New human cell model replicates key mechanisms of neurodegenerative diseases

Researchers at LMU have developed a human cell model that replicates key mechanisms of neurodegenerative diseases - with potential for novel therapies.

Neurodegenerative dementias present one of the greatest challenges for an aging society. The most common forms of dementia, such as Alzheimer's disease and frontotemporal dementia, are characterized by pathological accumulation of the tau protein in the brain. These so-called tauopathies are not yet curable, partly due to a lack of suitable models for researching the disease mechanisms.

A research team led by Professor Dominik Paquet from the Institute for Stroke and Dementia Research at LMU Munich has now achieved a crucial breakthrough: It has developed the first ever human cell model to realistically replicate the pathological processes.

• • • • • • •

Tasks and exercises |
1. Transcribe the article on the new dementia cell model, everything from "Researchers at LMU" down to "the pathological processes.".
2. Write the next part of the article on the dementia cell model, picking up after its last sentence.
The lines that come after this article aren't needed.

• • • • • • •

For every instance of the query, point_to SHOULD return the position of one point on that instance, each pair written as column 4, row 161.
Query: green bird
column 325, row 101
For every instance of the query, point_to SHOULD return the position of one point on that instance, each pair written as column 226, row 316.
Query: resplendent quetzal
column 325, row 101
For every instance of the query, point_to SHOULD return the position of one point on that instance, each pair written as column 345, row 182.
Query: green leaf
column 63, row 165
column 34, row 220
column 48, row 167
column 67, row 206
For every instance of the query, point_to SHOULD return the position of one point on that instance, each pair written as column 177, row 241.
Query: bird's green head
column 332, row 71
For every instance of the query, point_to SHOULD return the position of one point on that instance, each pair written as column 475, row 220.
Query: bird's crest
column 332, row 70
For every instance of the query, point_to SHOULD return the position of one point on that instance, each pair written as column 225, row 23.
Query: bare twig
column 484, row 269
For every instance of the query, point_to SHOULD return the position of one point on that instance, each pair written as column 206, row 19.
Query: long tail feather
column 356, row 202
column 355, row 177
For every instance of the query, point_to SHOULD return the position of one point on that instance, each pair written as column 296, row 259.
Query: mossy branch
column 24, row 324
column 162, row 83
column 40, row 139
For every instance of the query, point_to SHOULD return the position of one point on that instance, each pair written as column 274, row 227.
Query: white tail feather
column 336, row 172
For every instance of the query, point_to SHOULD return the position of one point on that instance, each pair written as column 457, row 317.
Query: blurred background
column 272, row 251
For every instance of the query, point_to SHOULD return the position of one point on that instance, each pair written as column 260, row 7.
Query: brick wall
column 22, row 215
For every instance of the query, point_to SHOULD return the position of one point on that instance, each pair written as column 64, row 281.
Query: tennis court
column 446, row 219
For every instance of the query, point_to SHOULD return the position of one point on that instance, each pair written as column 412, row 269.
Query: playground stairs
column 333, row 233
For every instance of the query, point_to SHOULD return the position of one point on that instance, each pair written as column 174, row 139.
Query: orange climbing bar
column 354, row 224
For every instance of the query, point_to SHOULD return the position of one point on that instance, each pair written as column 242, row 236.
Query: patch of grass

• • • • • • •

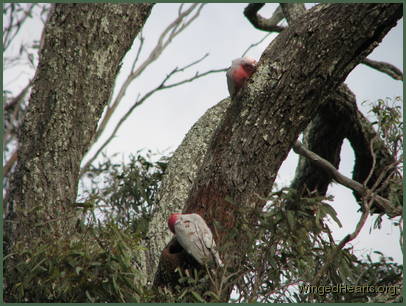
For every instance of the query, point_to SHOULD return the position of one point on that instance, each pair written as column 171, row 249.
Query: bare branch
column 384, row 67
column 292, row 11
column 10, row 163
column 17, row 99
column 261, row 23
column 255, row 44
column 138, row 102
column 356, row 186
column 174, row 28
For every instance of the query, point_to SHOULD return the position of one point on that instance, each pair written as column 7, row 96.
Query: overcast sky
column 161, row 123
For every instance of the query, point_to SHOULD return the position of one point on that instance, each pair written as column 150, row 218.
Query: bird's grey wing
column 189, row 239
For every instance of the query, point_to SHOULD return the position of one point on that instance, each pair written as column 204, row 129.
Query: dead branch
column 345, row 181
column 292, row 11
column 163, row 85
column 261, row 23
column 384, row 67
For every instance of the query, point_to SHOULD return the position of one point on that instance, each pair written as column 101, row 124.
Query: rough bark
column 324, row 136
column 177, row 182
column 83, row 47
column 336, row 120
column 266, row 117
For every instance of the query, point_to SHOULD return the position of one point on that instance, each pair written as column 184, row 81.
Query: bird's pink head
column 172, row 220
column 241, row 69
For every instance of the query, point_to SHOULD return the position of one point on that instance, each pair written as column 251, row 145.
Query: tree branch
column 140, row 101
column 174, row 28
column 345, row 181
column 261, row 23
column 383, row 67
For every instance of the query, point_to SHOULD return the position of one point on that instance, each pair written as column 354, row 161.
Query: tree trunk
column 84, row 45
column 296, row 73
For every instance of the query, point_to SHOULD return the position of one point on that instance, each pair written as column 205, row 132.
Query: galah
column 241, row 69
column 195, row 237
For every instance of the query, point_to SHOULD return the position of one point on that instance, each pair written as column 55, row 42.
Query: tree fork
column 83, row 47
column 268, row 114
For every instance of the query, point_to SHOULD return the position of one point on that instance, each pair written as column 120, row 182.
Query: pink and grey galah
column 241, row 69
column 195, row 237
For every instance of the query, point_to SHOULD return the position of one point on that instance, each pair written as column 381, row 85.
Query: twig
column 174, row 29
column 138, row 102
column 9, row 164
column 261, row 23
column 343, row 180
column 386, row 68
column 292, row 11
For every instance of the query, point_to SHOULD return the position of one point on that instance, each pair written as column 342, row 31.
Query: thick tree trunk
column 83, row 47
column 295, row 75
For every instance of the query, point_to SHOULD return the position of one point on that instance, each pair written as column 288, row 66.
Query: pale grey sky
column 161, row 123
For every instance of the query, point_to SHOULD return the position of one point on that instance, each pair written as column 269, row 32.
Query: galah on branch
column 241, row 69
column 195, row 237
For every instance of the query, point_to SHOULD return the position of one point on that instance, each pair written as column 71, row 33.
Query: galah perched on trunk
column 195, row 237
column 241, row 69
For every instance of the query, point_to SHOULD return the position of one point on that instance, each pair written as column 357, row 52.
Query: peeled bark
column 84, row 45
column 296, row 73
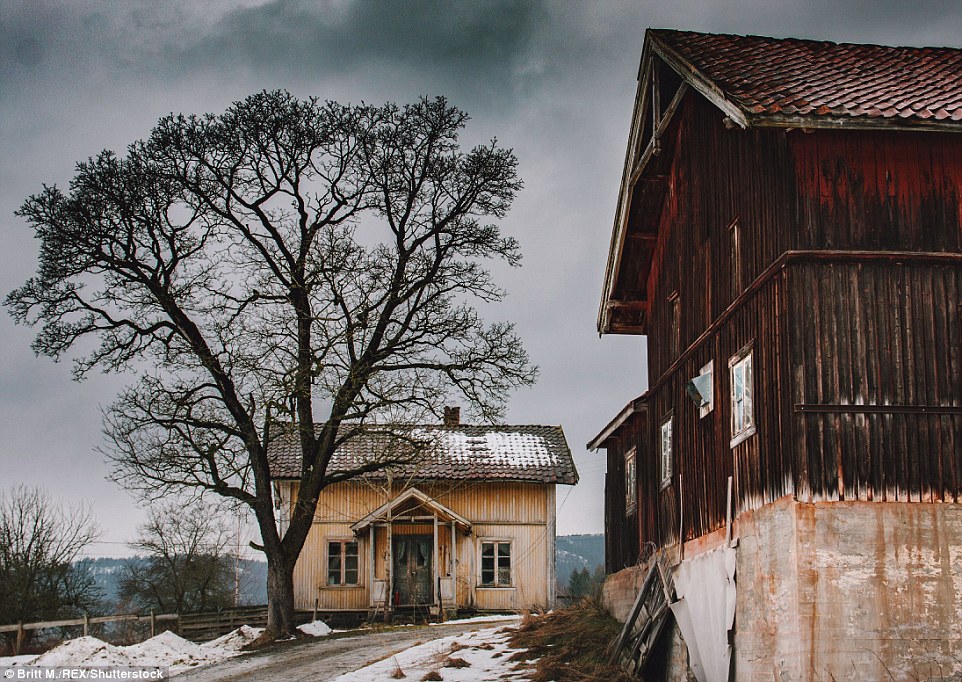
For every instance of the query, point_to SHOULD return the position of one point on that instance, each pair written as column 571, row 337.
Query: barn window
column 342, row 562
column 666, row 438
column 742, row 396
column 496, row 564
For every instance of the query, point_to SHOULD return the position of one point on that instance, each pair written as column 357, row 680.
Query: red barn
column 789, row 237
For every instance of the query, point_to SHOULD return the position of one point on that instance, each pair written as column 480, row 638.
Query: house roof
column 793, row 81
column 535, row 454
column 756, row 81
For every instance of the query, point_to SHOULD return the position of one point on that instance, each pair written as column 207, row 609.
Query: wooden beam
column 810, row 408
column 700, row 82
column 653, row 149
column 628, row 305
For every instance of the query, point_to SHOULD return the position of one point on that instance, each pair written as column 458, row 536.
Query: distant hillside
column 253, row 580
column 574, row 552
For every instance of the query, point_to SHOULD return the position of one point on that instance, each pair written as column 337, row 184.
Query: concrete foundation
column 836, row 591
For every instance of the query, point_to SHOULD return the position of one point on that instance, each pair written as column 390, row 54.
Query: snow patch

• • • • • • •

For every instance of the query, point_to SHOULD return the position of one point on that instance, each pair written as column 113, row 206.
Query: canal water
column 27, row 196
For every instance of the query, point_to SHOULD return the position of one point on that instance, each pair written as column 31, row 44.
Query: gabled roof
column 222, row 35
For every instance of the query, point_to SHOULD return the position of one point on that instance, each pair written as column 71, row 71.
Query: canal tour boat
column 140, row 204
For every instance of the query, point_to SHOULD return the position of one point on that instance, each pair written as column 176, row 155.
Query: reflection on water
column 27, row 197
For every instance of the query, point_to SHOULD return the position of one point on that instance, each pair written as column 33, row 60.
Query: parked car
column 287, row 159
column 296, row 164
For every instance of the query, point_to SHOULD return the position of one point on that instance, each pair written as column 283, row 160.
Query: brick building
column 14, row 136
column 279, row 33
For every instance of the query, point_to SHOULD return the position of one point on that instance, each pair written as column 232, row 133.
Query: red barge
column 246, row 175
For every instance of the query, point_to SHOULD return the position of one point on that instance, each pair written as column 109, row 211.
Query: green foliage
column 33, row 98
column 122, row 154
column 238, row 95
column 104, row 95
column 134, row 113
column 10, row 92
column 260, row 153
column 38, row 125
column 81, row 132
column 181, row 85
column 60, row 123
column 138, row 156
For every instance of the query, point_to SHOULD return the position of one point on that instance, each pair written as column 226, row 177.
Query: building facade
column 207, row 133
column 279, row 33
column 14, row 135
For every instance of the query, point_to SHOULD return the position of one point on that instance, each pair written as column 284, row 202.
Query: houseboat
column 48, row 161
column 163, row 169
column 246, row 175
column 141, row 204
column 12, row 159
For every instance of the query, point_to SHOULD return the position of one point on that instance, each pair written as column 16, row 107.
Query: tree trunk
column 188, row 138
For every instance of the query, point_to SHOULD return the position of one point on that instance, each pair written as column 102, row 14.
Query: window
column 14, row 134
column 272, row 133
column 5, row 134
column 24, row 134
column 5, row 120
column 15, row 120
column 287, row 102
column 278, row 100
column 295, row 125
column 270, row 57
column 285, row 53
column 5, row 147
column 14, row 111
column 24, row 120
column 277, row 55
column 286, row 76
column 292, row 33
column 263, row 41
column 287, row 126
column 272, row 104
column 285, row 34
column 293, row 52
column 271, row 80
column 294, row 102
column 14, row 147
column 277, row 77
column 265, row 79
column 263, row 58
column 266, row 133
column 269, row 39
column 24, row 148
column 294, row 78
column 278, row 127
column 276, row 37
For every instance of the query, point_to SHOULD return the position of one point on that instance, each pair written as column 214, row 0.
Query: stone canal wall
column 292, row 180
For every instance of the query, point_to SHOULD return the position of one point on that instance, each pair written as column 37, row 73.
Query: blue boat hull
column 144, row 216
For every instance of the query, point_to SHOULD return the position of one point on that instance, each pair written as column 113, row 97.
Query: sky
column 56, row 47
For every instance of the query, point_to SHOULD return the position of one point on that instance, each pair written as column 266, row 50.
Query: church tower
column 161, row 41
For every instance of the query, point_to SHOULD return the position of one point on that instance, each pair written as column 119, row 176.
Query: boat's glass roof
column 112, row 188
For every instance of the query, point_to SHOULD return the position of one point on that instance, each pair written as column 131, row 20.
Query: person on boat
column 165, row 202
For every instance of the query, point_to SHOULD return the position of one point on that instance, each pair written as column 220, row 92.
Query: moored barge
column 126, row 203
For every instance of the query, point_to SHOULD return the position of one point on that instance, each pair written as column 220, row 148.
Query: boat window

• • • • • • •

Your responses |
1.
Researchers at LMU have developed a human cell model that replicates key mechanisms of neurodegenerative diseases - with potential for novel therapies.

Neurodegenerative dementias present one of the greatest challenges for an aging society. The most common forms of dementia, such as Alzheimer's disease and frontotemporal dementia, are characterized by pathological accumulation of the tau protein in the brain. These so-called tauopathies are not yet curable, partly due to a lack of suitable models for researching the disease mechanisms.

A research team led by Professor Dominik Paquet from the Institute for Stroke and Dementia Research at LMU Munich has now achieved a crucial breakthrough: It has developed the first ever human cell model to realistically replicate the pathological processes.

2.
Limits of previous models

Previous approaches had considerable limitations. Animal models inadequately reflect the complex processes in the human brain, while neurons derived from stem cells mainly produce early forms of the tau protein usually found in very young brains. The variants that are decisive for the disease, which typically occur only in adult neurons, have been missing.

This is precisely where the new study comes in. Using the CRISPR/Cas9 genetic scissors, first author Dr. Angelika Dannert modified human neurons so that they form the adult tau isoform and carry disease-causing mutations.

Unlike earlier models, these cells independently developed disease features typical of Alzheimer's disease and other tauopathies, including tau aggregates that closely resemble the deposits found in the brains of affected individuals, known as tangles, as well as signs of neuronal damage such as loss of synapses.

Exciting new prospects for therapy and basic research

The researchers showed, moreover, that their new model is already opening up concrete prospects for drug development: "A compound currently being tested in a clinical trial significantly reduced tau pathology," explains Dannert. "And we were also able to successfully test an imaging biomarker for the diagnosis of certain tauopathies."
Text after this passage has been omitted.